TEXTAUSZUG
◆ ◆ ◆
Sehnsucht nach Gottes Liebe

Sufismus zwischen Mystik und Politik

«Dieses ständige ‹Ich bin› muss verschwinden»: Sufi-Scheich Peter H. Cunz in der Reformierten Kirche St. Jakob in Zürich.

Sie kommen wie aus einer anderen Welt, diese Gestalten mit ihren hohen Filzmützen und den bis zum Boden reichenden schwarzen Umhängen, darunter ein weisses, ärmelloses Kleid mit einer ebenfalls weissen, kurzen Jacke. Im Takt der Trommel umrunden sie schleppenden Schritts dreimal den Saal und begrüssen sich gegenseitig. Dann legen sie das schwarze Gewand ab, küssen die Hand des Oberhaupts und verbeugen sich mit gekreuzten Armen, bevor sie mit ihren vier «Selams» beginnen und also damit, was die «wirbelnden Derwische» so weltberühmt macht: das minutenlange Kreisen um die eigene Achse, den rechten Arm mit geöffneter Hand zum Himmel erhoben, den linken Arm in Richtung Erde, den Kopf leicht nach rechts geneigt, die Augen geschlossen.

«Weniger essen, weniger schlafen, weniger sprechen», lauten die Grundregeln der Sufis.

Hier hat alles Bedeutung, nichts ist Willkür. Der Hut der Derwische symbolisiert den Grabstein des Egos, der schwarze Überhang steht für die vergängliche Welt, der Dreivierteltakt der Trommel gibt die kosmische Ordnung zwischen Welt, Mensch und Schöpfer wider, der dunkle Klang der Flöte versinnbildlicht die Sehnsucht der Tanzenden nach der Vereinigung mit Gott. Und wenn die Sufis am Ende der Zeremonie demütig ihre Arme kreuzen, so repräsentieren sie die Zahl «Eins» und geben so Zeugnis ab von der Existenz des Einen Gottes, Allah.
◆ ◆ ◆
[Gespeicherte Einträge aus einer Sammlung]
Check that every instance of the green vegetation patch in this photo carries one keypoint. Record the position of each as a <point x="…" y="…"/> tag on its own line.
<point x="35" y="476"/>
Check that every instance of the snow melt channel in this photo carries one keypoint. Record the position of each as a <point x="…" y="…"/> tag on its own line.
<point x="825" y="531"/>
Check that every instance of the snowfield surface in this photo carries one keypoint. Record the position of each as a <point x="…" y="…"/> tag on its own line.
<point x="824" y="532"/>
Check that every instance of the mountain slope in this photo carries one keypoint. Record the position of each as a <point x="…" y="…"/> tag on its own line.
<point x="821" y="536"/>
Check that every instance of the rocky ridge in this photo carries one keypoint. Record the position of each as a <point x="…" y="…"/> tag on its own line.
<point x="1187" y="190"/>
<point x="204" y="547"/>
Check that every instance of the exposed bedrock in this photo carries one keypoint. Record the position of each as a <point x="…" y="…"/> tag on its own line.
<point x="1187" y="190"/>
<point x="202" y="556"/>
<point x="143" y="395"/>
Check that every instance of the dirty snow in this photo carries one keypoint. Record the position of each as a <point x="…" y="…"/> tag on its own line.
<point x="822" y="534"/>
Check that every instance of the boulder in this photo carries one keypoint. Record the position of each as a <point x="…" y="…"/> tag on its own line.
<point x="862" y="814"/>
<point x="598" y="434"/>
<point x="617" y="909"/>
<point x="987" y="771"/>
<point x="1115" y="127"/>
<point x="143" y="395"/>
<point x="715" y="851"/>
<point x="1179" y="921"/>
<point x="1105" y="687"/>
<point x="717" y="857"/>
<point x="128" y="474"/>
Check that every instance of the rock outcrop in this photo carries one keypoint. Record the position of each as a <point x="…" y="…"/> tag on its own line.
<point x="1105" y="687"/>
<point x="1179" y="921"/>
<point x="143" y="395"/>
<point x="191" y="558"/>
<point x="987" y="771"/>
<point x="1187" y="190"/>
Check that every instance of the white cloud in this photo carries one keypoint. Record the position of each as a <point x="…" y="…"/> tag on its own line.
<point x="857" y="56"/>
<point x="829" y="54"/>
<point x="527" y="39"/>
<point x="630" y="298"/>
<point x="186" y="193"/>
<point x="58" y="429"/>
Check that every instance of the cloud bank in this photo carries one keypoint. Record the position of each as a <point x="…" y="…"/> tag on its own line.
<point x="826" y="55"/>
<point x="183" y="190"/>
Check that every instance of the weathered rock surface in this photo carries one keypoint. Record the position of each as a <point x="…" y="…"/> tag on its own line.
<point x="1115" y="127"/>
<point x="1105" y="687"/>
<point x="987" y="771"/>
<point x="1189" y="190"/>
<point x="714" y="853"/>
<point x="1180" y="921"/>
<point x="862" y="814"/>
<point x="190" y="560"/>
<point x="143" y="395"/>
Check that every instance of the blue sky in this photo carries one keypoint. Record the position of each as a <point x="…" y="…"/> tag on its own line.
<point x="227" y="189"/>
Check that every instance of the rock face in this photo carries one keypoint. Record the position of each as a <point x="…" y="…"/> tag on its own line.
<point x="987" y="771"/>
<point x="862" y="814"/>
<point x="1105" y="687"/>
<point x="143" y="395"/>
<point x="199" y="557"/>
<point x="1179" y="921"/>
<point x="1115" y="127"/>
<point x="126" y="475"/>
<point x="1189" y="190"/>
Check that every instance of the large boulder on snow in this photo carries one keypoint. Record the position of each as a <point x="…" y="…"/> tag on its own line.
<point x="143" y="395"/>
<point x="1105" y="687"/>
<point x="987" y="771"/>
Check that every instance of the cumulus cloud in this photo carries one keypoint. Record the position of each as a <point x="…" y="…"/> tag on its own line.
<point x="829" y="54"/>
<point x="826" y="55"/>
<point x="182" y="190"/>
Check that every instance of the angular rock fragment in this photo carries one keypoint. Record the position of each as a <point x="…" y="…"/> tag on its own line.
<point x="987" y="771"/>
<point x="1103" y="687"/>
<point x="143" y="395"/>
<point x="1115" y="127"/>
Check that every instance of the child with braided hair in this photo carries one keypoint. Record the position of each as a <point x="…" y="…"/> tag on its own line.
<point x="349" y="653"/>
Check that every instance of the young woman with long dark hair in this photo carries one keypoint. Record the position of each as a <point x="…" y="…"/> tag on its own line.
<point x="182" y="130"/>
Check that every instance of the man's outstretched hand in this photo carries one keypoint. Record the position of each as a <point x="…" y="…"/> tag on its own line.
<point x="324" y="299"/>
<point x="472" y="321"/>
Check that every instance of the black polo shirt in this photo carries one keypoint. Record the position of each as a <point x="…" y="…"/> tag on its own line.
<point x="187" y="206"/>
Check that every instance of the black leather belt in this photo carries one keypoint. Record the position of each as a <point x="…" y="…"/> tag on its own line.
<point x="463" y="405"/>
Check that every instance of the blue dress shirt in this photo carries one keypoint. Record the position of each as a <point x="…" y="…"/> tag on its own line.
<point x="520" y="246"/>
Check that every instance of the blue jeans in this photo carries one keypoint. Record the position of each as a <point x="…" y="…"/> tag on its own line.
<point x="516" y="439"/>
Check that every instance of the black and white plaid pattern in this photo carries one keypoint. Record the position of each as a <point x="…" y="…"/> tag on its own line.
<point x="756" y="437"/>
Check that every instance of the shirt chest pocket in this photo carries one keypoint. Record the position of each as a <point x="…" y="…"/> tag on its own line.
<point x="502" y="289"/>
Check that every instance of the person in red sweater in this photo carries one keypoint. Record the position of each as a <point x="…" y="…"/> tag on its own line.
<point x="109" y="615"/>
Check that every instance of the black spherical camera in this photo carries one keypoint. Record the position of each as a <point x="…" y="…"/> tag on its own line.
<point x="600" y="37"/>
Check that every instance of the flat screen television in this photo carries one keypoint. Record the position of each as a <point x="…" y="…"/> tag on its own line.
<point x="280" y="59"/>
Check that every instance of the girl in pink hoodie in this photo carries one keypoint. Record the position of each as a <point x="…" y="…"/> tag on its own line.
◆ ◆ ◆
AUFGABEN
• 1. Übersetze aus dem Text über den Sufismus den Satz „Hier hat alles Bedeutung, nichts ist Willkür.“ ins Englische.
• 2. Schreibe den Text über den Sufismus nach seinem letzten Satz weiter.
Die Datensätze werden hier nicht gebraucht.

GEORDNETE ANTWORTEN
• 1. Here everything has meaning; nothing is arbitrary.

• 2.
Es ist Sommer, ich bin zum ersten Mal bei einem Sema-Ritual dabei, so wird der kosmische Reigen der Derwische genannt. Nicht etwa in Konya, der zentralanatolischen Stadt, die als Zentrum des Mevlevi-Ordens gilt – jener Sufi-Bruderschaft, die auf den muslimischen Mystiker Dschalaladdin Rumi (1207–1273) zurückgeht und die für die «drehenden Derwische» bekannt sind. Auch steht vor mir kein Scheich aus der Türkei, aus Ägypten oder Libyen. Nein, ich bin in der reformierten Kirche St. Jakob in Zürich und unterhalte mich Hüseyin, der eigentlich Peter H. Cunz heisst und im Gürbetal irgendwo zwischen Bern und Thun lebt.

Der Sufi aus dem Gürbetal
Schon als ETH-Student suchte der gebürtige St. Galler Peter Cunz nach Antworten auf die grossen Fragen. Er begab sich auf eine Weltreise, kam mit dem Hinduismus und Buddhismus in Berührung, las in den Heiligen Büchern und praktizierte Yoga. Und er lernte die Tochter eines indischen Imams kennen. Als sie heirateten, trat Cunz zum Islam über. Unter dem Einfluss von Reshad Feild, dem Autor des Beststellers «Ich ging den Weg des Derwisch», wandte sich Cunz der spirituellen Seite des Islams zu. Später trat er auf Anfrage des türkischen Scheichs Hüseyin Top Efendi in den Mevlevi-Orden ein. Inzwischen ist der 67-jährige Cunz zum zweiten Mal verheiratet, das «H» in seinem Namen steht nicht mehr für «Hans», sondern eben für «Hüseyin», und er ist zum Scheich geworden.

Der Sufi könnte ein gewöhnlicher Handwerker, Intellektueller oder Bankier sein.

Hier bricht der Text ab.